───── Supplied material ─────

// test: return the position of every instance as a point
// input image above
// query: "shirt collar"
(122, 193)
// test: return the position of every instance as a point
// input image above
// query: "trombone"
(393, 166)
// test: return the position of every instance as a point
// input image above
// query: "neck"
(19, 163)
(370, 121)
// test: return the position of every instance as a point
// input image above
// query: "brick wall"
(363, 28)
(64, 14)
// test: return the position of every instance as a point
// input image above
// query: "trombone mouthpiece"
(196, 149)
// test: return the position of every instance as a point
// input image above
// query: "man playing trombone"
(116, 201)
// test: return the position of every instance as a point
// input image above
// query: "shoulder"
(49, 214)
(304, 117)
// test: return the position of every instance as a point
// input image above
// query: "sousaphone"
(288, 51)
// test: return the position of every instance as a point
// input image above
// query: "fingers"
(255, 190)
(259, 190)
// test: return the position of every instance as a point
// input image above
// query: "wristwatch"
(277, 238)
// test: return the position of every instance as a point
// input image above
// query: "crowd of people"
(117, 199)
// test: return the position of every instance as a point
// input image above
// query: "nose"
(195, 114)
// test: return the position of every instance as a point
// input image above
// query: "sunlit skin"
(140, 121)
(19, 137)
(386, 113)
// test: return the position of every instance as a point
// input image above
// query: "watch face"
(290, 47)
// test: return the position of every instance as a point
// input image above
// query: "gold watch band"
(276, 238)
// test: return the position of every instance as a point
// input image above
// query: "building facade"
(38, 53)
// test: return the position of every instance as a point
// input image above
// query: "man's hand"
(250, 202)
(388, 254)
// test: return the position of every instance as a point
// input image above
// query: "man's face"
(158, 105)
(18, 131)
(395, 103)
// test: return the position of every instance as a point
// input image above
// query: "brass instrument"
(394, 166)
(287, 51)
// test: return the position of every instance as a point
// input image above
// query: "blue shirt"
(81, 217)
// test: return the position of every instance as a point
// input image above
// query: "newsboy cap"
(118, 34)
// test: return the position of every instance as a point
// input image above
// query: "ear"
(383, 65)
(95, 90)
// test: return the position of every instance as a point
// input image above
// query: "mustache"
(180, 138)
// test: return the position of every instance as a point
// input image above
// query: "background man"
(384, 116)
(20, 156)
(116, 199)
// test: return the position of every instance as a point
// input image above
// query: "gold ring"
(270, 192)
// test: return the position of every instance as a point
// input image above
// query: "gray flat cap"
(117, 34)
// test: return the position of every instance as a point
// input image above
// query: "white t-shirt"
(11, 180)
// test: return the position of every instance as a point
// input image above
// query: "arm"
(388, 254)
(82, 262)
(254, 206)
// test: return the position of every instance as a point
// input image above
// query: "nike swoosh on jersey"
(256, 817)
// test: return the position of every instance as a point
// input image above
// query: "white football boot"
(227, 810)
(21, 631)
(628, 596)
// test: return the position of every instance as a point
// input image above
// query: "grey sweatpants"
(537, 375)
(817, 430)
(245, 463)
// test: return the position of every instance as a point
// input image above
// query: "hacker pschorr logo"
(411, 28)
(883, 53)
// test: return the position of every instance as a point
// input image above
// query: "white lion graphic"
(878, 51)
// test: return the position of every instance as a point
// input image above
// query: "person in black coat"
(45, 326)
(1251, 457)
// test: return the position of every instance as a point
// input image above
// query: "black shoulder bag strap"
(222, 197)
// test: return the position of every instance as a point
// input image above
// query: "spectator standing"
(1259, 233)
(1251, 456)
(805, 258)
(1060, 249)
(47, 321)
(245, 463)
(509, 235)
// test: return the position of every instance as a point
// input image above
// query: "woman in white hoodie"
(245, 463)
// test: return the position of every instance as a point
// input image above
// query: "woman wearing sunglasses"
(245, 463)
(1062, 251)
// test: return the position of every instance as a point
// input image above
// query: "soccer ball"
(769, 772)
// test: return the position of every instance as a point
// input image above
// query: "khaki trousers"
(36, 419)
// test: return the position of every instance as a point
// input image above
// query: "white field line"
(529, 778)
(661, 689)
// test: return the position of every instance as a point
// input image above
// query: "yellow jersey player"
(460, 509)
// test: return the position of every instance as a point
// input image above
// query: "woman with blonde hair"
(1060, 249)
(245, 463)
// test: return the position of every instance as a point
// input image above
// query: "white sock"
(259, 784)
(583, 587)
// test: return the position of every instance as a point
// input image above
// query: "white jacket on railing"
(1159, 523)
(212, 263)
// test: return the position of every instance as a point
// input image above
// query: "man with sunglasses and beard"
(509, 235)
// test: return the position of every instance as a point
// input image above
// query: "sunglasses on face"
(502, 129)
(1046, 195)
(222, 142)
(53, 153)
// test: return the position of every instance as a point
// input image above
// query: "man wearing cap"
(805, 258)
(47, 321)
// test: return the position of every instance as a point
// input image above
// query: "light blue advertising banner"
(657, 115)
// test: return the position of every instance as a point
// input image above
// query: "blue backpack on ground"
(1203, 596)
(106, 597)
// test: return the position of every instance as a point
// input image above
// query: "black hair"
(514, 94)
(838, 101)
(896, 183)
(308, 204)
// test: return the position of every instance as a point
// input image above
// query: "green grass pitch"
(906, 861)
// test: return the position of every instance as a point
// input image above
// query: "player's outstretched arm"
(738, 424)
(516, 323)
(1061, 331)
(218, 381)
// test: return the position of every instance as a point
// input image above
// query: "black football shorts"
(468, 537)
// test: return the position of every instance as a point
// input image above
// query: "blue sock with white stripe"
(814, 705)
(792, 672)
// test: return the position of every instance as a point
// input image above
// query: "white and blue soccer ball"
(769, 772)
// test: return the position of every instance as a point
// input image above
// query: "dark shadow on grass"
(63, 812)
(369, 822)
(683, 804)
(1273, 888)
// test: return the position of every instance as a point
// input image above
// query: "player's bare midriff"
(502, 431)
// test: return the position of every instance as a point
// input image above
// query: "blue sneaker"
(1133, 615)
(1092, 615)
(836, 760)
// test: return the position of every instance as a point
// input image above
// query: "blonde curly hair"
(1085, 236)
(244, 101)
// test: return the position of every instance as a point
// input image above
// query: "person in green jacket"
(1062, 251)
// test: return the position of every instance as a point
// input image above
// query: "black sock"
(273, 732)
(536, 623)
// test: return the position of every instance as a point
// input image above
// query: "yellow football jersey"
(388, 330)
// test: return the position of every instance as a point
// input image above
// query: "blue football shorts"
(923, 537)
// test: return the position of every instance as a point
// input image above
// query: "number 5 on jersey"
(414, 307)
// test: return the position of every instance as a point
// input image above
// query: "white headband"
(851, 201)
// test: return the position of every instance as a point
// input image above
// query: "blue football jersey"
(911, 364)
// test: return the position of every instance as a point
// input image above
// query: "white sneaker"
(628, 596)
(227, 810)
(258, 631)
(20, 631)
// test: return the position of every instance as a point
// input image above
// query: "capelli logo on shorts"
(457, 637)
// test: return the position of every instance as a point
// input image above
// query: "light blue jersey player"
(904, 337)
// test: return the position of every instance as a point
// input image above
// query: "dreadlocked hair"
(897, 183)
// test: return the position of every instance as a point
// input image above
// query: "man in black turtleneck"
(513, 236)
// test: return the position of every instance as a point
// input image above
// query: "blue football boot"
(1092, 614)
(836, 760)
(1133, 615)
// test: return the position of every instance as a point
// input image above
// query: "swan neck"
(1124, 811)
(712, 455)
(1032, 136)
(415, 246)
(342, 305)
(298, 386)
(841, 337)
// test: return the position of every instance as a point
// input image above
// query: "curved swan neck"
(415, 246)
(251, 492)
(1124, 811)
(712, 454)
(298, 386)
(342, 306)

─────

Extract the data exactly as given.

// test: return the position of every instance as a point
// input image above
// query: "shirt collar"
(122, 193)
// test: return the position of every instance as a point
// input image above
// query: "trombone"
(393, 166)
// test: return the position of every instance as a point
// input image above
// query: "neck"
(19, 163)
(370, 121)
// test: return the position of every instance as a point
// input image above
// query: "brick wall"
(363, 28)
(64, 14)
// test: return the position of every instance as a point
// input image above
// query: "trombone mouthpiece"
(196, 149)
// test: return the position of every instance as a point
// input image above
// query: "man playing trombone"
(116, 201)
// test: return the position of every instance as a point
// input image above
// query: "shoulder"
(49, 214)
(304, 117)
// test: return the position of every instance as a point
// input image above
// query: "sousaphone"
(288, 51)
// test: return the position of every instance as a point
// input image above
// query: "fingers"
(255, 190)
(259, 190)
// test: return the position of every instance as a point
// input image above
// query: "wristwatch"
(277, 238)
// test: return the position of every instance as a point
// input image above
// query: "crowd of people"
(117, 199)
// test: return the position of every instance as a point
// input image above
// query: "nose"
(195, 114)
// test: return the position of every instance as a point
// input image above
// query: "sunlit skin"
(140, 121)
(19, 137)
(386, 113)
// test: return the position of every instance as a point
// input image above
// query: "watch face"
(290, 47)
// test: return the position of every instance as a point
// input image above
// query: "gold watch band"
(276, 238)
// test: return the position of every instance as a point
// input image above
// query: "building facade"
(38, 53)
// test: return the position of every instance as a point
// input image above
// query: "man's hand"
(250, 202)
(388, 254)
// test: return the position of every instance as a point
// input image above
// query: "man's face"
(158, 105)
(18, 131)
(395, 103)
// test: return the position of every instance as a point
// input image above
// query: "brass instrument"
(394, 166)
(287, 51)
// test: return the position of every instance as a point
// input image above
// query: "blue shirt"
(81, 217)
// test: return the position of every instance as a point
// input image above
// query: "newsboy cap"
(118, 34)
// test: return the position of every instance as a point
// input image above
// query: "ear"
(383, 65)
(95, 90)
// test: return the position of every instance as a point
// input image above
// query: "mustache"
(180, 138)
// test: return the position of every instance as a point
// input image above
// query: "background man"
(384, 116)
(20, 156)
(116, 199)
// test: return the position of every instance as a point
// input image above
// query: "gold ring"
(270, 192)
// test: return the position of every instance as a point
// input image above
// query: "gray flat cap"
(117, 34)
// test: return the position of every instance as a point
// input image above
// query: "white t-shirt"
(11, 180)
// test: return the position of every instance as a point
// input image above
// query: "arm"
(388, 254)
(82, 262)
(254, 206)
// test: return the position of every instance as a point
// input image above
// query: "nike swoosh on jersey"
(256, 817)
// test: return the position of every instance as a point
// input image above
// query: "white football boot"
(227, 810)
(21, 631)
(628, 596)
// test: return the position of every instance as a point
// input image above
// query: "grey sweatpants"
(537, 375)
(817, 430)
(245, 463)
// test: return the position of every instance as a point
// input image above
// query: "hacker pschorr logo"
(411, 28)
(883, 53)
// test: return the position of every instance as a point
// input image above
// query: "white lion graphic"
(878, 51)
// test: return the position of every instance as a point
// input image above
// query: "person in black coat"
(45, 326)
(1251, 457)
// test: return the position of every instance as a point
// input image above
// query: "black shoulder bag strap"
(222, 197)
// test: return the position of every instance as a point
// input image above
// query: "spectator standing"
(1259, 233)
(1251, 456)
(805, 258)
(1060, 249)
(47, 321)
(245, 463)
(509, 235)
// test: return the position of every instance as a point
// input image above
// query: "woman in white hoodie"
(245, 463)
// test: return the position of every instance as a point
// input image above
// query: "woman wearing sunglasses"
(245, 463)
(1062, 251)
// test: return the position of every instance as a point
// input image above
// query: "soccer ball"
(769, 772)
// test: return the position of every instance as a point
// input image above
// query: "khaki trousers"
(36, 419)
// test: return the position of every instance as a point
// input image above
// query: "white field line"
(529, 778)
(661, 689)
// test: return the position of every instance as a point
// input image above
// query: "yellow jersey player"
(460, 509)
// test: return the position of every instance as a point
// input image above
// query: "woman with blonde hair"
(1060, 249)
(245, 463)
// test: return the position of every instance as a point
// input image above
// query: "white sock"
(259, 784)
(583, 587)
// test: return the position of every instance as a point
// input image above
// query: "white jacket on railing"
(1159, 523)
(212, 263)
// test: return the position of every instance as a point
// input image above
// query: "man with sunglasses and beard"
(509, 235)
// test: return the position of every instance as a point
// input image above
// query: "sunglasses on face"
(502, 129)
(1046, 195)
(222, 142)
(53, 153)
// test: return the position of every instance as a point
// input image above
// query: "man wearing cap"
(805, 258)
(47, 321)
// test: return the position of every instance as a point
// input image above
// query: "light blue advertising banner"
(657, 115)
// test: return the position of every instance as a point
// input image above
// query: "blue backpack on ground"
(1203, 596)
(106, 597)
// test: return the position of every instance as a point
// input image above
// query: "black hair"
(514, 94)
(838, 101)
(896, 183)
(308, 204)
// test: return the position of every instance as a point
// input image above
// query: "green grass pitch"
(906, 861)
// test: return the position of every instance as a point
// input image above
// query: "player's outstretched arm"
(738, 424)
(516, 323)
(1061, 331)
(218, 381)
// test: return the position of every instance as a point
// input image above
// query: "black football shorts"
(468, 537)
// test: return the position of every instance as a point
// input image above
// query: "blue sock with white stripe"
(814, 705)
(792, 672)
// test: return the position of every instance as a point
// input image above
// query: "white and blue soccer ball"
(769, 772)
// test: return the position of every instance as a point
// input image above
// query: "dark shadow on grass"
(63, 812)
(369, 822)
(683, 804)
(1273, 888)
// test: return the position of every instance as a point
// input image above
// query: "player's bare midriff"
(502, 431)
// test: return the position of every instance as a point
// input image above
// query: "blue sneaker"
(1133, 615)
(1092, 615)
(836, 760)
// test: return the position of every instance as a point
// input image above
// query: "blonde curly hair"
(1085, 236)
(244, 101)
// test: return the position of every instance as a point
// input image above
// query: "person in green jacket"
(1062, 251)
// test: return the position of every instance as a point
// input image above
// query: "black sock"
(273, 732)
(536, 623)
// test: return the position of every instance as a point
// input image above
// query: "yellow football jersey"
(388, 330)
// test: return the position of every instance as a point
// input image above
// query: "blue football shorts"
(923, 537)
// test: return the position of every instance as a point
// input image above
// query: "number 5 on jersey"
(414, 307)
// test: return the position of every instance as a point
// input image above
// query: "white headband"
(851, 201)
// test: return the position of every instance as a point
// input image above
// query: "blue football jersey"
(911, 364)
// test: return the position of every instance as a point
// input image above
// query: "white sneaker"
(628, 596)
(227, 810)
(258, 631)
(20, 631)
// test: return the position of every instance as a point
// input image above
// query: "capelli logo on shorts"
(457, 637)
// test: return the position of every instance as a point
// input image above
// query: "light blue jersey player"
(904, 337)
// test: return the position of every instance as a point
// input image above
// query: "dreadlocked hair"
(897, 183)
// test: return the position of every instance as a point
// input image above
// query: "man in black turtleneck"
(513, 236)
// test: return the position of every instance as a point
// input image above
// query: "blue football boot"
(1092, 614)
(836, 760)
(1133, 615)
// test: return the position of every instance as a point
// input image above
// query: "swan neck"
(1124, 811)
(712, 455)
(1032, 136)
(415, 246)
(342, 305)
(298, 386)
(841, 337)
// test: return the position of every instance as a point
// input image above
// query: "curved swan neck"
(415, 246)
(251, 492)
(1124, 811)
(712, 454)
(298, 386)
(342, 306)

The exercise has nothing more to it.